The miRNAs are ~21–24 nucleotide RNAs that direct sequence-specific repression of target mRNAs by RNA-guided silencing complexes (RISCs). Under abiotic stress, including drought, salinity, and low-temperature stress, particular microRNAs, such as miR398, miR169, and miR156, are differentially expressed in plant systems, resulting in suppression of negative regulators of stress responses. This includes regulation of copper/zinc superoxide dismutase and NF-YA transcriptional regulators in barley, maize, and other grass species [36]. Fungal endophyte establishment has been associated with altered expression profiles of these stress-mediated miRNAs, promoting ROS detoxification and stress adaptation, including changes in miRNA levels that affect antioxidant defense mechanisms in endophyte-colonized seedlings exposed to drought [37]. The siRNAs, originated from double-stranded RNA intermediates, can silence repetitive elements or regulate the expression of stress-responsive genes. Endophytes have been reported in model experimental systems to influence biogenesis of specific siRNA populations, which are key modulators of signaling pathways such as ABA, thereby increasing drought and salinity tolerance by promoting stomatal and osmotic regulation pathways [38]. However, direct grass-specific evidence for endophyte-induced siRNA regulation remains limited. The lncRNAs (>200 nt) function as assembly platforms or decoys interacting with transcription factors, chromatin modifiers, or RNA-binding proteins; and in plant–microbe symbioses, altered expression of lncRNAs has been associated with chromatin remodeling at stress-responsive loci, permitting fast transcriptional remodeling [39].

2.2.2. RNA Silencing Mechanisms

Central to ncRNA activity is the RNA silencing pathway. Fungal endophytes may influence components of the RNA interference (RNAi) pathway, including DCL proteins, AGO proteins, and RDRs in the host, mediating RNA-induced silencing complex biogenesis that guides sequence-specific cleavage or translational suppression of stress-inhibitory transcripts [40]. These regulatory components are primarily encoded by the plant genome; however, fungal endophytes can influence their expression and activity and, in some systems, may contribute to fungal-derived small RNAs that interact with host RNA silencing machinery, indicating cross-kingdom RNA regulation. At the molecular level, proposed endophyte-associated RNA silencing mechanisms include post-transcriptional gene silencing (PTGS) of negative regulators of stress adaptation, trans-acting siRNA (ta-siRNA) formation that affects hormone signaling (including ABA and auxin) to reinforce drought tolerance, and chromatin-associated RNAi, where siRNAs and lncRNAs orchestrate chromatin regulatory complex assembly at stress-responsive promoters, enhancing epigenetic accessibility and transcription [41]. These RNA-mediated regulatory pathways may interface with chromatin remodeling mechanisms, providing a functional link between ncRNA activity and epigenetic modifications described in the following section. The coordinated modulation of ncRNAs and the RNA silencing machinery provides grass with a flexible, rapid, and reversible system that helps reprogram transcriptional output in response to environmental stress, indicating that fungal endophytes may contribute to post-transcriptional regulatory networks as part of host stress resilience strategies [42].

* [RECORDED DATA]:
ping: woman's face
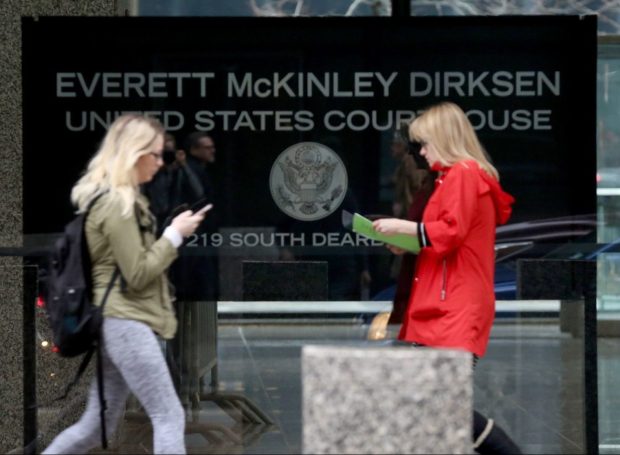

* [REQUIRED WORK]: Decide whether each statement agrees with the passage above on noncoding RNAs and fungal endophytes in grass stress responses: (a) lncRNAs are longer than 200 nucleotides; (b) direct grass-specific evidence for endophyte-induced siRNA regulation is well established; (c) the RNA silencing components DCL proteins, AGO proteins, and RDRs are primarily encoded by the fungal genome. For each, answer yes or no and quote the deciding words.

* [RESPONSE BELOW]:
(a) Yes: "The lncRNAs (>200 nt)"
(b) No: "However, direct grass-specific evidence for endophyte-induced siRNA regulation remains limited."
(c) No: "These regulatory components are primarily encoded by the plant genome"